Aim of the task |
In the listing below, find the line containing "Target: wooden plank". Write out that line and every line after it to the end, exactly and only those.

Task input |
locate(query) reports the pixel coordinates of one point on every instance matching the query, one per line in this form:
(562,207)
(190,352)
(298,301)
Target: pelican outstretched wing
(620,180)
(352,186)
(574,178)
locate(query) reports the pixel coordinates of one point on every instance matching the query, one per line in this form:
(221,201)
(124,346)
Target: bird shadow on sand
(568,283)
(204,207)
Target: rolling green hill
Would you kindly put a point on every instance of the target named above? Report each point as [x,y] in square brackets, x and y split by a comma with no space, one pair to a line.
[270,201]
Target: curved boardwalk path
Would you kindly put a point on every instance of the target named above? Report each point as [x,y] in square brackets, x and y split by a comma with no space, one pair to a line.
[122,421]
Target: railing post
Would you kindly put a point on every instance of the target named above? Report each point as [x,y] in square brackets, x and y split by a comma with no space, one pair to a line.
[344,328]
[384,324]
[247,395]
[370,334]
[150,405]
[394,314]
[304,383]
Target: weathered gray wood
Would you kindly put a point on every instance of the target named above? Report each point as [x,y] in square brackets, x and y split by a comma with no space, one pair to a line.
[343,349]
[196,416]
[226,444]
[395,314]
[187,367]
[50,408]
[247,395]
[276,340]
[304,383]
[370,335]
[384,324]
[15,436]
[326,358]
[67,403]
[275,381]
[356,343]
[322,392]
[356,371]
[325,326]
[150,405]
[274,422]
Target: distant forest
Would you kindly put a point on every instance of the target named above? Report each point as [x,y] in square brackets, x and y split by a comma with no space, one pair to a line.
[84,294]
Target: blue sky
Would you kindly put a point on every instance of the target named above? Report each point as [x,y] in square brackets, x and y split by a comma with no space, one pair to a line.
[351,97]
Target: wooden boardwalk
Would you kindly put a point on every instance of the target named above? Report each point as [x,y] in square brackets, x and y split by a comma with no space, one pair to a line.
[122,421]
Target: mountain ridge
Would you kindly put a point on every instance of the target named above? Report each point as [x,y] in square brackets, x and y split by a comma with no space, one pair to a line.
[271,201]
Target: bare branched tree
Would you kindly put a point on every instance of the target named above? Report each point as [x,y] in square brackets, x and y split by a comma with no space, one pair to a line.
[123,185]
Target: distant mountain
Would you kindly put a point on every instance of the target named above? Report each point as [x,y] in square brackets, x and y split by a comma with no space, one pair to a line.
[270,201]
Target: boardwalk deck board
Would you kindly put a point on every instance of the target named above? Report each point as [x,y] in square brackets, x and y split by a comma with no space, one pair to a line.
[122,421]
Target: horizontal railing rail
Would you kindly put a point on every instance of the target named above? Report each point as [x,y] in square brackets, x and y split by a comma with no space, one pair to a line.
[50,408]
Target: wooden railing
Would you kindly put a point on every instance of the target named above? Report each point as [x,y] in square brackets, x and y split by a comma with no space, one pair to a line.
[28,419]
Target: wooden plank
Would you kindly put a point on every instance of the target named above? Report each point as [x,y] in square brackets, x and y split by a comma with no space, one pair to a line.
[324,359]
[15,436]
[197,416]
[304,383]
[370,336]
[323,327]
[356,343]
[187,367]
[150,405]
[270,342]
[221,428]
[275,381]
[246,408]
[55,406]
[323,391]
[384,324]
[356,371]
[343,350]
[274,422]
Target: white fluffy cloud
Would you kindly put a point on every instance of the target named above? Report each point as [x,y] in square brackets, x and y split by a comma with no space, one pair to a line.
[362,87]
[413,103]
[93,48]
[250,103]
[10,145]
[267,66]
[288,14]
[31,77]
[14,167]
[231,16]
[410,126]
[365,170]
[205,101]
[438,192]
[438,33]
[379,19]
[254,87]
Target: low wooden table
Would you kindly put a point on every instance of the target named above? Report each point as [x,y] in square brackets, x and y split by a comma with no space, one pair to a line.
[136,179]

Full output |
Target: wooden plank
Would you kindly put a point on every instance of the target named above? Report each point as [x,y] in square brackets, x and y split by a comma with no space, one pair to a line.
[324,359]
[15,436]
[197,416]
[304,383]
[370,336]
[323,327]
[356,343]
[187,367]
[150,405]
[270,342]
[221,428]
[275,381]
[246,408]
[55,406]
[323,391]
[384,324]
[356,371]
[343,350]
[274,422]
Target: white fluffy cloud
Would you kindly put a point on every instance of the target named above? Report each point as [x,y] in square brackets, x and y split by a comma with no space, one pair to a line.
[362,87]
[413,103]
[93,48]
[250,103]
[10,145]
[267,66]
[288,14]
[31,77]
[14,167]
[231,16]
[410,126]
[365,170]
[205,101]
[438,192]
[438,33]
[379,19]
[254,87]
Target: low wooden table
Would you kindly put a point on every instance of the target named above? Report each point as [x,y] in square brackets, x and y split by a comma with no space, one pair to a line.
[136,179]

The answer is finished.